原文資料:
++++++++

「肥った豚よりも痩せたソクラテスになれ」という言葉をご存知だろうか。
昨年の3月に行われた教養学部の卒業式(正式には「学位記伝達式」)で、当時学部長だった石井洋二郎先生が紹介し、ネットやテレビで話題になった。
この言葉がはじめて大きく取り上げられたのは、1964年のこと。今の東大生の親世代が生まれたころだ。当時の東大総長だった大河内一男先生が、卒業式の式辞で語った名セリフとして注目を集めた。
しかし、石井洋二郎先生によれば、このセリフにまつわる話は間違いだらけだという。大河内元総長のオリジナルのように言われているけど、実はイギリスの哲学者・J.S.ミルの言葉から引用したものだし、ミルは正確には「肥った、痩せた」という言葉は使っていなくて「満足な、不満足な」という言い方をしている。しかも驚くべきことに、このフレーズは式辞の原稿には書かれていたけれど、本番では読み飛ばされていて、「大河内総長が卒業式で語ったフレーズ」というのはマスコミが広めたデマだった、と。
石井洋二郎先生はこんな話を導入にして、晴れ着姿に身を包んだ教養学部の卒業生に穏やかな口調でこう伝えた。
健全な批判精神を持て、必ず一次情報に立ち返って自分の頭と足で検証せよ。
何重にも媒介された情報をただ受動的に反復するのではなく、健全な批判精神を働かせて情報を吟味し、「自分だけの言葉」を語って欲しい。
その健全な批判精神こそが、君たちが卒業する「教養」学部に冠する「教養」の本質である。

++++++++

セグメンテーションのラベル付けデータ:
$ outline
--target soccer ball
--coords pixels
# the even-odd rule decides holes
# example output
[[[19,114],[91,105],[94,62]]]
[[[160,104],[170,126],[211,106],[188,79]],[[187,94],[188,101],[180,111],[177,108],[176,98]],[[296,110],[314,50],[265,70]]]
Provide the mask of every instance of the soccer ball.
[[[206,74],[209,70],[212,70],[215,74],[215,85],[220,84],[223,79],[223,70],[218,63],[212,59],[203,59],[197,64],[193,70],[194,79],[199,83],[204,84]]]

++++++++

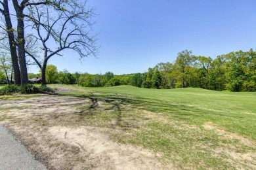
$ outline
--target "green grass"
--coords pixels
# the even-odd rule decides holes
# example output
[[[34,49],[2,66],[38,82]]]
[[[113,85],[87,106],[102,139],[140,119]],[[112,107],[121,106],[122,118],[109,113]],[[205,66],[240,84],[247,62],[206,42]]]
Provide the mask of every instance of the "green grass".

++++++++

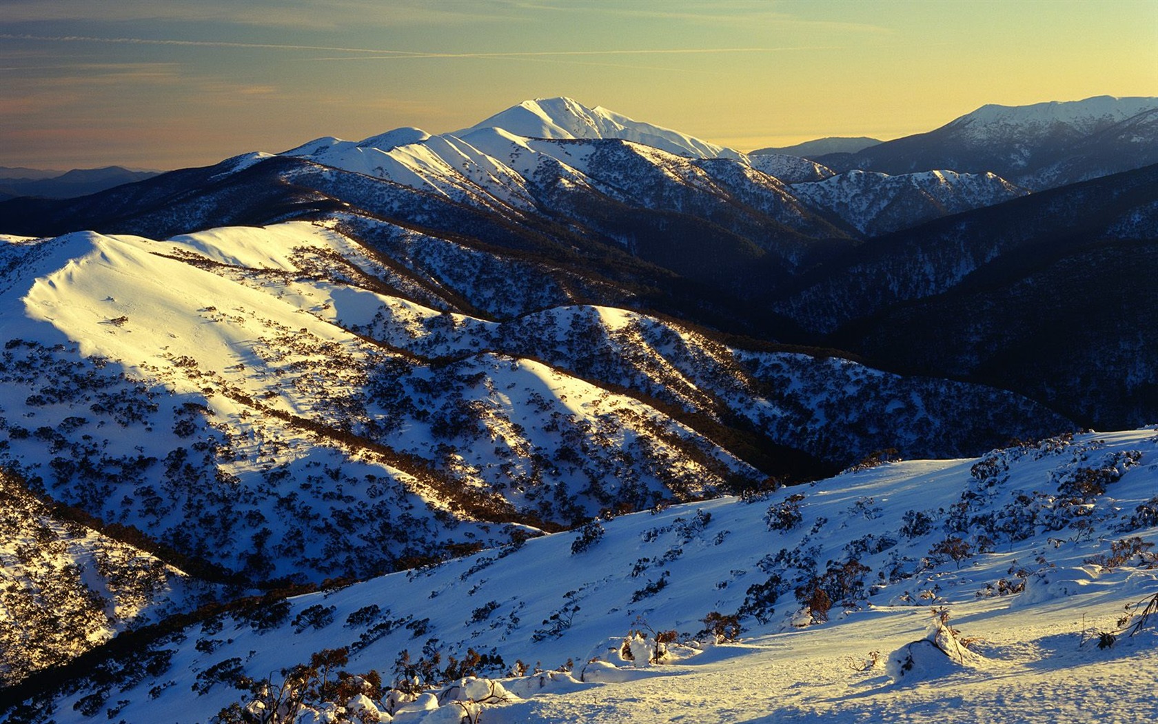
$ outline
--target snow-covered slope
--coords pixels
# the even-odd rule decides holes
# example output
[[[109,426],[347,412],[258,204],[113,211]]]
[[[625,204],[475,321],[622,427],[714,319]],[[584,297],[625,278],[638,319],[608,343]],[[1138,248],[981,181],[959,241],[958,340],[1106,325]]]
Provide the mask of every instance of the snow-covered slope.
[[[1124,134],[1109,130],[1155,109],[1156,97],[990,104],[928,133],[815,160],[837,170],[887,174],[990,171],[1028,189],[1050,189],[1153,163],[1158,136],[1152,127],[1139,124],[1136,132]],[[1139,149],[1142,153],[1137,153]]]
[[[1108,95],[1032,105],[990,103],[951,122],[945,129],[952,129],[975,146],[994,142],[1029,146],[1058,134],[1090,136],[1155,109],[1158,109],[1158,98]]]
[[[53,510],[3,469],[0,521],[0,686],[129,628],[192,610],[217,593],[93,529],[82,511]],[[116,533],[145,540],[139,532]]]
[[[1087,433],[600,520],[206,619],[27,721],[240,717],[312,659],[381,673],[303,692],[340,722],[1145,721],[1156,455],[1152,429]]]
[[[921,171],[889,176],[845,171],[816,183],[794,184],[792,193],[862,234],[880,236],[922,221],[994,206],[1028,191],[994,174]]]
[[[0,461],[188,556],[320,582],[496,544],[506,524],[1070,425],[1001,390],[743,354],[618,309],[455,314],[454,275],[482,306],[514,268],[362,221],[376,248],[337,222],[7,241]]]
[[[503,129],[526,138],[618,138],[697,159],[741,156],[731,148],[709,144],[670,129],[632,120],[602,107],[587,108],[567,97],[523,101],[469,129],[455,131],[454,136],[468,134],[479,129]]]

++++++++

課題: 「痩せたソクラテス」の言葉をめぐる文章を、一字一句違えずに全文書き写してください。 このレコードは使わなくてかまいません。

解答例:
「肥った豚よりも痩せたソクラテスになれ」という言葉をご存知だろうか。
昨年の3月に行われた教養学部の卒業式(正式には「学位記伝達式」)で、当時学部長だった石井洋二郎先生が紹介し、ネットやテレビで話題になった。
この言葉がはじめて大きく取り上げられたのは、1964年のこと。今の東大生の親世代が生まれたころだ。当時の東大総長だった大河内一男先生が、卒業式の式辞で語った名セリフとして注目を集めた。
しかし、石井洋二郎先生によれば、このセリフにまつわる話は間違いだらけだという。大河内元総長のオリジナルのように言われているけど、実はイギリスの哲学者・J.S.ミルの言葉から引用したものだし、ミルは正確には「肥った、痩せた」という言葉は使っていなくて「満足な、不満足な」という言い方をしている。しかも驚くべきことに、このフレーズは式辞の原稿には書かれていたけれど、本番では読み飛ばされていて、「大河内総長が卒業式で語ったフレーズ」というのはマスコミが広めたデマだった、と。
石井洋二郎先生はこんな話を導入にして、晴れ着姿に身を包んだ教養学部の卒業生に穏やかな口調でこう伝えた。
健全な批判精神を持て、必ず一次情報に立ち返って自分の頭と足で検証せよ。
何重にも媒介された情報をただ受動的に反復するのではなく、健全な批判精神を働かせて情報を吟味し、「自分だけの言葉」を語って欲しい。
その健全な批判精神こそが、君たちが卒業する「教養」学部に冠する「教養」の本質である。